What you should do ▸
Reproduce the entire text on the theory behind the full scattering profile, word for word.

Selected text ▸
-------

The Theory Behind the Full Scattering Profile

Optical methods for extracting properties of tissues are commonly used. These methods are non-invasive, cause no harm to the patient and are characterized by high speed. The human tissue is a turbid media hence it poses a challenge for the different optical methods. In addition the analysis of the emitted light requires calibration for achieving accuracy information. Most of the methods analyze the reflected light based on their phase and amplitude or the transmitted light.

We suggest a new nanophotonic method for extracting optical properties of cylindrical tissues based on their full scattering profile (FSP), which mean the angular distribution of the reemitted light. The propagation path of each photon was calculated from the scattering constant and the scattering was measured experimentally. The FSP of cylindrical tissues is relevant for biomedical measurement of fingers, earlobes or pinched tissues. We found the iso-pathlength (IPL) point, a point on the surface of the cylinder medium where the light intensity remains constant and does not depend on the reduced scattering coefficient of the medium, but rather depends on the spatial structure and the cylindrical geometry. However, a similar behavior was also previously reported in reflection from a semi-infinite medium. Moreover, we presented a linear dependency between the radius of the tissue and the point`s location. This point can be used as a self-calibration point and thus improve the accuracy of optical tissue measurements. This natural phenomenon has not been investigated before. We show this phenomenon theoretically, based on the diffusion theory, which is supported by our simulation results using Monte Carlo simulation, as well as experimental results with phantoms and real fingers.

-------

Dataset entries ▸
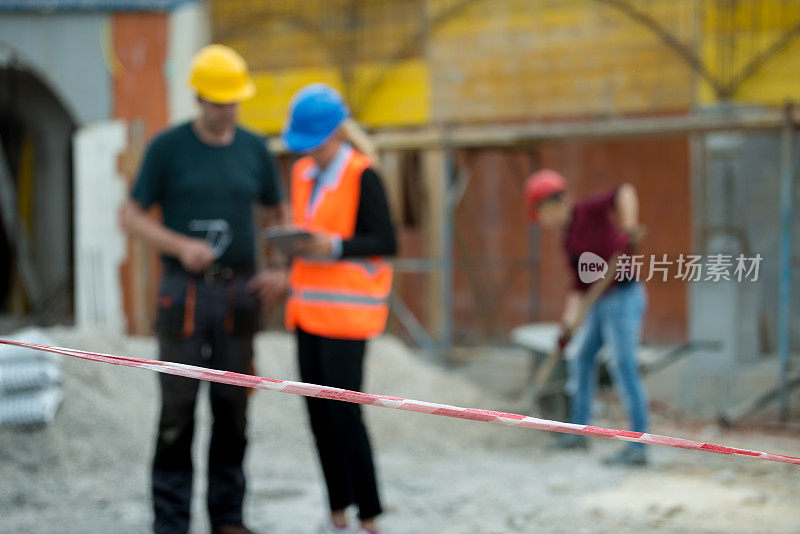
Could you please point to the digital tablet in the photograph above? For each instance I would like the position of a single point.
(284, 238)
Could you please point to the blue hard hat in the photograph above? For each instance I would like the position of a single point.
(315, 112)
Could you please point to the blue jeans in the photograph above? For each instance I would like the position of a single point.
(616, 318)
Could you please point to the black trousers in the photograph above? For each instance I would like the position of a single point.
(339, 431)
(196, 328)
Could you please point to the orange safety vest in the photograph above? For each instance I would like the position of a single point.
(343, 299)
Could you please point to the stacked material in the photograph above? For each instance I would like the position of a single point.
(30, 382)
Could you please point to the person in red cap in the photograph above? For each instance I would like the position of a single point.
(609, 309)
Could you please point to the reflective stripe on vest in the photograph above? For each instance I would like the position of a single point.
(311, 295)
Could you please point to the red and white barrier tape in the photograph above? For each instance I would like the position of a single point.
(384, 401)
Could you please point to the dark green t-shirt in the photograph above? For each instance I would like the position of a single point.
(208, 192)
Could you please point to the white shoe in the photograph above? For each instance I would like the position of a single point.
(330, 528)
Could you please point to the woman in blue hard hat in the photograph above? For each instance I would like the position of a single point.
(339, 285)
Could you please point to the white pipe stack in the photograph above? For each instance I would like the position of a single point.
(30, 383)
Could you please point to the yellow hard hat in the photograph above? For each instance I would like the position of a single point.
(220, 75)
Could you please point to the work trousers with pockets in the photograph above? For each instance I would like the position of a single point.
(209, 325)
(339, 432)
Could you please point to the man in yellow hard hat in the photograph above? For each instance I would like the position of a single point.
(206, 175)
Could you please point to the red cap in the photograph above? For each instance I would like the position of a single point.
(541, 185)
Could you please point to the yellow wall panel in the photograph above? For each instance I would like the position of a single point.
(731, 41)
(521, 60)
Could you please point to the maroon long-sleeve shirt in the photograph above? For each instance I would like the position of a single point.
(593, 229)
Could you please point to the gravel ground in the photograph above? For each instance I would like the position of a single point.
(87, 472)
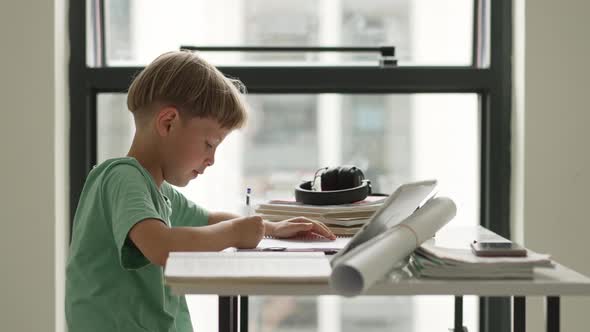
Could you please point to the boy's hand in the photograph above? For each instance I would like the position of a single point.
(298, 226)
(247, 231)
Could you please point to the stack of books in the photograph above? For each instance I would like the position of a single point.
(432, 261)
(343, 219)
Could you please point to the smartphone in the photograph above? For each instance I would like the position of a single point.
(498, 249)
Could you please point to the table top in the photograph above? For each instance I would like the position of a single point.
(547, 281)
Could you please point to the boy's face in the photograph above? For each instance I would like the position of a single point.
(189, 148)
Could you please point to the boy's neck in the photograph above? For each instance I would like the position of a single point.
(144, 154)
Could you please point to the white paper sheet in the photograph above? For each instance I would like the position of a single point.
(357, 270)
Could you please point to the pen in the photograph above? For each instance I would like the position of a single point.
(248, 193)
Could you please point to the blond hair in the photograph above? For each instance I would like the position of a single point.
(188, 82)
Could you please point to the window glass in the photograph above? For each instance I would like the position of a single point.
(424, 32)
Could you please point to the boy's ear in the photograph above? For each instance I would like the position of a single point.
(166, 118)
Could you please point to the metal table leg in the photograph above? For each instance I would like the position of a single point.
(552, 313)
(458, 326)
(519, 314)
(228, 314)
(243, 313)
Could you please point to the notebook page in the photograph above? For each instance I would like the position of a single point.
(285, 266)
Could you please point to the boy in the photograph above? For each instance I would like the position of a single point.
(130, 217)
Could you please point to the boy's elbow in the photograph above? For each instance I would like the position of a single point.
(158, 258)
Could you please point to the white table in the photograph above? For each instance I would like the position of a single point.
(549, 282)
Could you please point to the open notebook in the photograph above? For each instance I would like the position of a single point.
(261, 266)
(394, 231)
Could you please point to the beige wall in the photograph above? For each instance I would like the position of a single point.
(551, 157)
(32, 145)
(556, 137)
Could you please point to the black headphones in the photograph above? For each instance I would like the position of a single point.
(339, 185)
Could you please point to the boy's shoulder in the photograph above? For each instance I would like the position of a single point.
(124, 167)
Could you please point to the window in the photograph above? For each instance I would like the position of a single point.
(443, 112)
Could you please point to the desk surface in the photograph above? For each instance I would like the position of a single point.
(557, 281)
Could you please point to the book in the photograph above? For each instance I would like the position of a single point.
(431, 261)
(371, 203)
(346, 215)
(329, 221)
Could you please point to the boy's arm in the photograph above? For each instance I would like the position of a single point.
(216, 217)
(156, 240)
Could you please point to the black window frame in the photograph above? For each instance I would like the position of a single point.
(493, 85)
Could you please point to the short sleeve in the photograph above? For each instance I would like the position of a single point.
(128, 200)
(184, 211)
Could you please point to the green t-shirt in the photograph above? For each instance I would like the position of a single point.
(110, 285)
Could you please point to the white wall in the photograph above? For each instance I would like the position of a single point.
(32, 176)
(556, 136)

-------

Answer to the problem ▸
The Theory Behind the Full Scattering Profile

Optical methods for extracting properties of tissues are commonly used. These methods are non-invasive, cause no harm to the patient and are characterized by high speed. The human tissue is a turbid media hence it poses a challenge for the different optical methods. In addition the analysis of the emitted light requires calibration for achieving accuracy information. Most of the methods analyze the reflected light based on their phase and amplitude or the transmitted light.

We suggest a new nanophotonic method for extracting optical properties of cylindrical tissues based on their full scattering profile (FSP), which mean the angular distribution of the reemitted light. The propagation path of each photon was calculated from the scattering constant and the scattering was measured experimentally. The FSP of cylindrical tissues is relevant for biomedical measurement of fingers, earlobes or pinched tissues. We found the iso-pathlength (IPL) point, a point on the surface of the cylinder medium where the light intensity remains constant and does not depend on the reduced scattering coefficient of the medium, but rather depends on the spatial structure and the cylindrical geometry. However, a similar behavior was also previously reported in reflection from a semi-infinite medium. Moreover, we presented a linear dependency between the radius of the tissue and the point`s location. This point can be used as a self-calibration point and thus improve the accuracy of optical tissue measurements. This natural phenomenon has not been investigated before. We show this phenomenon theoretically, based on the diffusion theory, which is supported by our simulation results using Monte Carlo simulation, as well as experimental results with phantoms and real fingers.